**DOCUMENT PASSAGE**
──────────────────────────────
Published May 2, 2014 5:50 pm

Identity theft • Suspected victims urged to contact IRS.
This is an archived article that was published on sltrib.com in 2014, and information in the article may be outdated. It is provided only for personal research purposes and may not be reprinted.

More than 30 Utah doctors have been targeted in a national scam involving the filing of bogus tax returns under their names, according to the Utah Medical Association (UMA).

The scam is believed to be an attempt by identity thieves to steal tax refunds.

"Within hours of informing UMA members of this … scam, about 30 of our members responded saying they had been targeted. Since that alert, we have continued to receive more reports from more physicians saying this has also happened to them," reads a Friday press alert.

"UMA is now working with the U.S. Secret Service on this issue, to collect the names of any other Utah doctors who may have been affected," it said. "This is a widespread, national issue and Utah has not been immune."

Nationally, hundreds of medical workers in more than a dozen states — generally those with prescribing privileges, such as physicians, dentists, physician assistants and nurse practitioners –– have been similarly victimized, fueling speculation about an unreported data breach at some national organization responsible for certifying or credentialing providers.

"We are only aware of physicians being targeted in Utah at this time and do not know if other groups have been affected here," the UMA stated.

Victims typically discover the tax fraud — a growing threat in America — when they are unable to file a return, because one has already been filed under their Social Security number. Some physicians have reported receiving refund checks before even filling their taxes, according to UMA.

The IRS urges suspected victims to call its identity theft hotline at 1-800-830-5084 and to check their credit with a credit reporting agency.
──────────────────────────────
**INPUT DATA**
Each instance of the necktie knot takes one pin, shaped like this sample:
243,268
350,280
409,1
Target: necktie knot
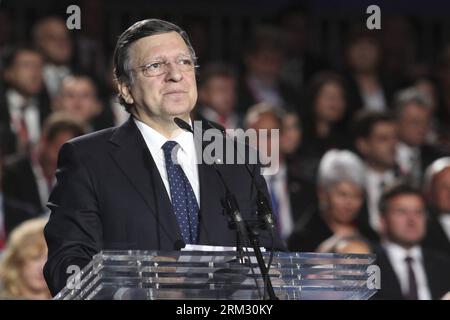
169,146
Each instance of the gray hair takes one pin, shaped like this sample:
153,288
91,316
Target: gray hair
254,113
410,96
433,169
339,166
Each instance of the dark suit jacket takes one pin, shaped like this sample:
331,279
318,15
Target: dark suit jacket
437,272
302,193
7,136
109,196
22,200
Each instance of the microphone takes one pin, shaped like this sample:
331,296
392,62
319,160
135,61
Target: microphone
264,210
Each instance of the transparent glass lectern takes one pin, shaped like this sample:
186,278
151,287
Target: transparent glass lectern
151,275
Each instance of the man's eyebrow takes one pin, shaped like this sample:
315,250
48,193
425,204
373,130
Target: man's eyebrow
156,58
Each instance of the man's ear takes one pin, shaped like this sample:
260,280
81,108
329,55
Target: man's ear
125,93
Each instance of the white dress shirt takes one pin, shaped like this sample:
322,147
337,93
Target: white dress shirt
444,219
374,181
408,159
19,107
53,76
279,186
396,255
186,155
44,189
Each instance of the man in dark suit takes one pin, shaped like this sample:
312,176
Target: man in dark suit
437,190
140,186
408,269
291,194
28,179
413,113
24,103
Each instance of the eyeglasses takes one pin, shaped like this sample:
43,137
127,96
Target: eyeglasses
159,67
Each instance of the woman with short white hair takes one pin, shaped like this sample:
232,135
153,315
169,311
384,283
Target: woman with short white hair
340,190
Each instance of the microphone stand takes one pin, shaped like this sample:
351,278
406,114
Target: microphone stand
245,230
──────────────────────────────
**QUESTIONS ON THE MATERIAL**
1. Translate this sentence from the article on the Utah doctor tax scam into Spanish: "The scam is believed to be an attempt by identity thieves to steal tax refunds."
2. According to the article on the Utah doctor tax scam, which federal agency is the Utah Medical Association working with on the issue?

**RESPONSES TO THE TASKS**
1. Se cree que la estafa es un intento de los ladrones de identidad de robar reembolsos de impuestos.

2. The U.S. Secret Service.